== Material shown ==
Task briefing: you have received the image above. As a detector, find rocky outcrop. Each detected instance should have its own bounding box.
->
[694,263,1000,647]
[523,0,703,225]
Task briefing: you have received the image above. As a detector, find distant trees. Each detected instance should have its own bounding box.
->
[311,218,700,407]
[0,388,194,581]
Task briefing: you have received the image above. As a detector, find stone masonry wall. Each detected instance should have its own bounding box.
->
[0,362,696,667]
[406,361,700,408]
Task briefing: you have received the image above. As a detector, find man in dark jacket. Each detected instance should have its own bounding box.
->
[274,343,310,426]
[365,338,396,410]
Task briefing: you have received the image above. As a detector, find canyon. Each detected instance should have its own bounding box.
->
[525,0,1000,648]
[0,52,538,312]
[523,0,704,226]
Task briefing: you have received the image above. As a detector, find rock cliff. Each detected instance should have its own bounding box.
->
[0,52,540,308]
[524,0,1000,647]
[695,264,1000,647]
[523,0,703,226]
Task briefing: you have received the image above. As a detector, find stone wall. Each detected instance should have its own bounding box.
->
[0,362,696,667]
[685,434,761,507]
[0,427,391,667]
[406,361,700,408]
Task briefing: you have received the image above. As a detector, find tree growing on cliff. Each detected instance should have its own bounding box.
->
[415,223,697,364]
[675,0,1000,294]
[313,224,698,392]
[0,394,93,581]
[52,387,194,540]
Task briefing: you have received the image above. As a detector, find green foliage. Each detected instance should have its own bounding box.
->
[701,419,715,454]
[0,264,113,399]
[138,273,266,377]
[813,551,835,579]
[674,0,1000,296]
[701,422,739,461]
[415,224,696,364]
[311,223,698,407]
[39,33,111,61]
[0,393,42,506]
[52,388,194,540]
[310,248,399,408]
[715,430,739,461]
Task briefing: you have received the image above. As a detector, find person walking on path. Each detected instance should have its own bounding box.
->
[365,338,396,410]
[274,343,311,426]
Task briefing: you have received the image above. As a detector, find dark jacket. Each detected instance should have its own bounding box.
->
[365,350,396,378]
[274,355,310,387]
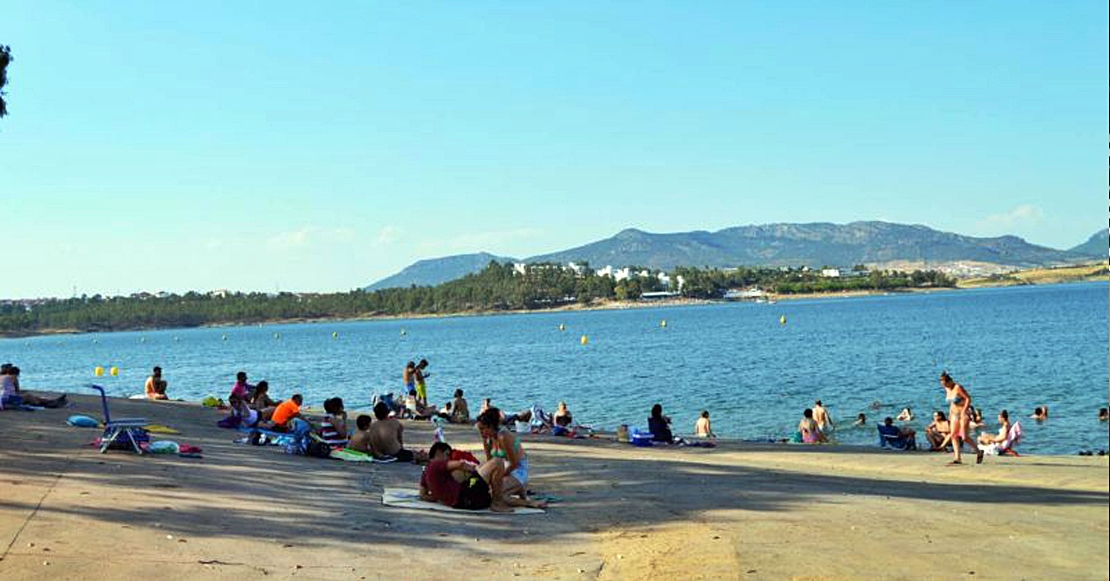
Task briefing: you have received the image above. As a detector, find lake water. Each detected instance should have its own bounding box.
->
[0,283,1108,453]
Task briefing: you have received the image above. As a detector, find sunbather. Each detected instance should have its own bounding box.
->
[979,410,1010,445]
[270,393,304,431]
[143,365,169,400]
[0,363,65,409]
[320,398,347,445]
[477,408,529,502]
[248,381,281,420]
[370,402,415,462]
[879,417,917,450]
[447,389,471,423]
[925,410,952,452]
[347,414,374,454]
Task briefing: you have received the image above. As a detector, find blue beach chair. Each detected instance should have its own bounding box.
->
[85,383,148,454]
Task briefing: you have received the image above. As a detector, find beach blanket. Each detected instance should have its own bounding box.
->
[331,448,397,464]
[382,488,544,514]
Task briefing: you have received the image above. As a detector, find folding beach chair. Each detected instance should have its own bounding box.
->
[85,383,148,454]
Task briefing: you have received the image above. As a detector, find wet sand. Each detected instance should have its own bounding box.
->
[0,395,1110,580]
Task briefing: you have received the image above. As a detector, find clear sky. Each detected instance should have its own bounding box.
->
[0,0,1110,298]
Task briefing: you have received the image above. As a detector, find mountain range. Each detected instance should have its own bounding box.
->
[367,221,1110,290]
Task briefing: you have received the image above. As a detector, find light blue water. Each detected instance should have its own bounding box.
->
[0,283,1108,453]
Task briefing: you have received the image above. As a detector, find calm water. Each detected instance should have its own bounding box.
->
[0,283,1108,453]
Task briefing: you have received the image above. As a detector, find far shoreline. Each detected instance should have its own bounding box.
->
[0,279,1107,340]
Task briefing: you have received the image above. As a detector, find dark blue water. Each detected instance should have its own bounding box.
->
[0,283,1108,453]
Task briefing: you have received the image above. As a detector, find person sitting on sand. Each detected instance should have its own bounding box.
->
[216,394,259,429]
[347,413,374,454]
[228,371,254,401]
[552,401,577,438]
[420,442,545,512]
[249,381,281,421]
[447,389,471,423]
[270,393,304,432]
[0,363,65,410]
[143,365,169,400]
[477,408,529,503]
[979,410,1010,445]
[925,410,952,452]
[694,410,717,438]
[320,398,347,445]
[370,402,415,462]
[879,415,917,450]
[647,403,675,444]
[814,400,836,434]
[798,408,828,444]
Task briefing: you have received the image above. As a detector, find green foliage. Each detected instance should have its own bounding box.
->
[0,261,955,333]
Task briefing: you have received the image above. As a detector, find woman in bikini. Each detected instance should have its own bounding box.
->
[478,408,543,508]
[940,371,982,465]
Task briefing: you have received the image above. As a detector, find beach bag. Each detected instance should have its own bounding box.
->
[628,428,654,448]
[65,415,100,428]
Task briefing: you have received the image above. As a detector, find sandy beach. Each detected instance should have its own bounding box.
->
[0,395,1110,580]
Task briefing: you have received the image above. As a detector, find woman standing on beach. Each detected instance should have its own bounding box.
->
[940,371,982,465]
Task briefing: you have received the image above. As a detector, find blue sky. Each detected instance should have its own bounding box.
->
[0,0,1110,297]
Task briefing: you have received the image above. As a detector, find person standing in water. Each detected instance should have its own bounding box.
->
[401,361,416,401]
[940,371,982,465]
[413,359,432,405]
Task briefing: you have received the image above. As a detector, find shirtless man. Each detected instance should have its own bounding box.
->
[370,402,414,462]
[814,400,836,435]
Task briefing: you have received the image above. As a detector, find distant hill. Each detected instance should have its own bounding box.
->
[366,252,516,290]
[528,222,1079,270]
[1069,229,1110,258]
[370,222,1083,290]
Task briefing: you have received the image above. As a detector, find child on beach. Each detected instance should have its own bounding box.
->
[270,393,304,431]
[143,365,169,400]
[798,408,828,444]
[694,410,717,438]
[347,413,374,454]
[320,398,347,445]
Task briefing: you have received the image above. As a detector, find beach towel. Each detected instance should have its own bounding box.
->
[331,448,397,464]
[382,488,545,514]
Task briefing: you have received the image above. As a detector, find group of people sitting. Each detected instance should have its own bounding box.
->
[420,407,546,512]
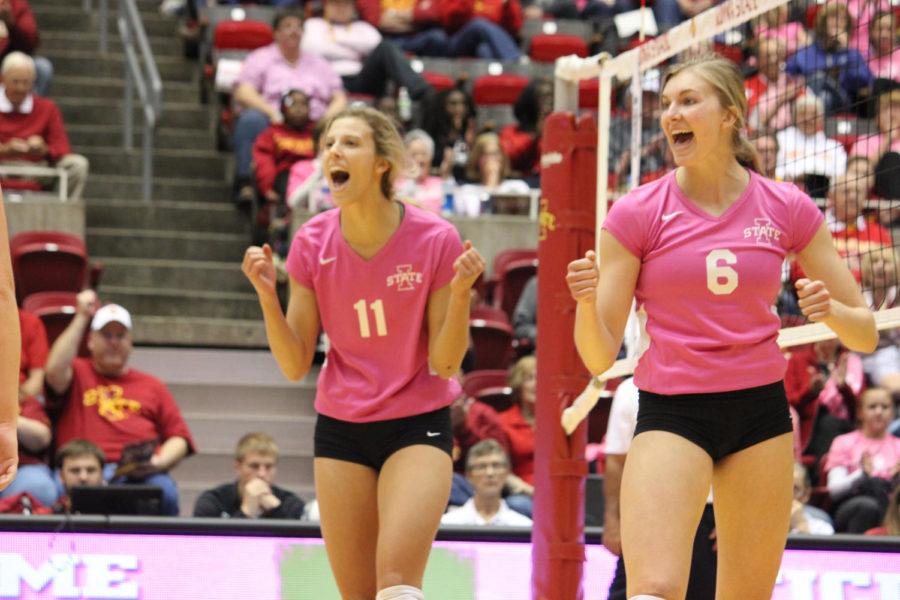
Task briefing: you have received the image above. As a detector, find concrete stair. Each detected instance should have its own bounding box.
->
[31,0,266,347]
[131,348,318,515]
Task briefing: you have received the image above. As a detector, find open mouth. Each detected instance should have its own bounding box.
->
[672,131,694,146]
[329,169,350,192]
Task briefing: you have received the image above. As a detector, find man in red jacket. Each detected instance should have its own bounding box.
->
[0,0,53,96]
[0,51,88,200]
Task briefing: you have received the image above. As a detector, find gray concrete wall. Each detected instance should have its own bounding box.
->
[3,192,84,239]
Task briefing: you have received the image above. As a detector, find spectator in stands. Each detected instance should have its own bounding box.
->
[234,8,347,207]
[394,129,444,214]
[860,247,900,393]
[850,89,900,166]
[609,71,671,185]
[0,52,88,200]
[447,393,509,506]
[750,129,778,180]
[194,433,303,519]
[46,290,194,515]
[441,438,531,527]
[500,356,537,517]
[866,487,900,536]
[422,87,475,181]
[253,90,316,256]
[356,0,448,56]
[0,0,53,96]
[522,0,636,19]
[775,94,847,188]
[786,3,872,114]
[0,382,59,507]
[825,175,893,255]
[825,387,900,533]
[512,275,537,348]
[500,77,553,187]
[869,10,900,81]
[791,462,834,535]
[653,0,718,32]
[744,37,806,131]
[437,0,522,60]
[19,308,49,402]
[754,4,812,57]
[300,0,431,105]
[53,439,106,512]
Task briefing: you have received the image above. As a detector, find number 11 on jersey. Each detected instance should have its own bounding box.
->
[353,298,387,338]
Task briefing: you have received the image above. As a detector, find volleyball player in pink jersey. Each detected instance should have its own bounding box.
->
[243,108,484,600]
[567,57,878,600]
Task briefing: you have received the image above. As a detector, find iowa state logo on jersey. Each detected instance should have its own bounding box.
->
[387,265,422,292]
[744,218,781,246]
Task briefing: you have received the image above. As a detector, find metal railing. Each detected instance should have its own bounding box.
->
[82,0,109,55]
[117,0,162,202]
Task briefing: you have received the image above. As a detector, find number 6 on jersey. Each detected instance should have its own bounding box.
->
[706,250,737,296]
[353,298,387,337]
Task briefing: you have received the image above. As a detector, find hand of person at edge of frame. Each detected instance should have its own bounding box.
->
[794,277,831,323]
[0,422,19,490]
[566,250,600,304]
[241,244,276,296]
[602,516,622,556]
[450,240,484,300]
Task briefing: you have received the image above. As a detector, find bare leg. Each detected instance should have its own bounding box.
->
[373,445,453,595]
[713,433,793,600]
[621,431,713,600]
[313,458,378,600]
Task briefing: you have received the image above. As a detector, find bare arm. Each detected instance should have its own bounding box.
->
[566,231,641,375]
[797,224,878,352]
[234,83,281,123]
[603,454,625,556]
[19,369,44,397]
[45,290,97,394]
[427,241,484,379]
[17,416,52,452]
[0,196,22,490]
[242,244,319,381]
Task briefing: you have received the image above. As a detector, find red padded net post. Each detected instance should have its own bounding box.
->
[532,113,597,600]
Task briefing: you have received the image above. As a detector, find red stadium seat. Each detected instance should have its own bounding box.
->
[472,73,528,105]
[494,258,537,320]
[213,21,274,51]
[528,34,588,62]
[22,292,88,356]
[469,319,513,370]
[422,71,456,92]
[9,231,88,302]
[462,369,509,398]
[475,386,515,412]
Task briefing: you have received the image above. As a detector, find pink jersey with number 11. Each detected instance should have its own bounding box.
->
[601,171,824,394]
[287,205,463,422]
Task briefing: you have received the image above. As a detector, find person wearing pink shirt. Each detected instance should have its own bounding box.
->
[566,56,878,600]
[234,8,347,206]
[825,388,900,533]
[243,107,484,600]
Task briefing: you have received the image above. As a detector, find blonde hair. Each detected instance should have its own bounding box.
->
[659,54,762,173]
[509,354,537,393]
[322,106,406,200]
[234,432,278,462]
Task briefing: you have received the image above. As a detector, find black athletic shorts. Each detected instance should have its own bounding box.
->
[315,406,453,471]
[634,381,793,461]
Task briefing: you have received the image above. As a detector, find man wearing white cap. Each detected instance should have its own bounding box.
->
[45,290,193,515]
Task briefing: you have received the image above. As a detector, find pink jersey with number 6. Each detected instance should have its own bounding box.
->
[287,205,463,422]
[600,171,823,394]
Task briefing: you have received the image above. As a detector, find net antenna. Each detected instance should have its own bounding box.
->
[554,0,900,434]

== Written problem ==
Would you return the material word for word, starting at its very first line and stopping after the line that contains "[0,388,194,581]"?

== Output ==
Task briefing: you have received the image above. As a detector, find rocky outcrop. Each detected instance should have its own bounding box.
->
[694,263,1000,647]
[523,0,703,225]
Task briefing: you have received the image above. As a detector, find distant trees. Each detected instance should have its own bounding box.
->
[311,218,700,407]
[0,388,194,581]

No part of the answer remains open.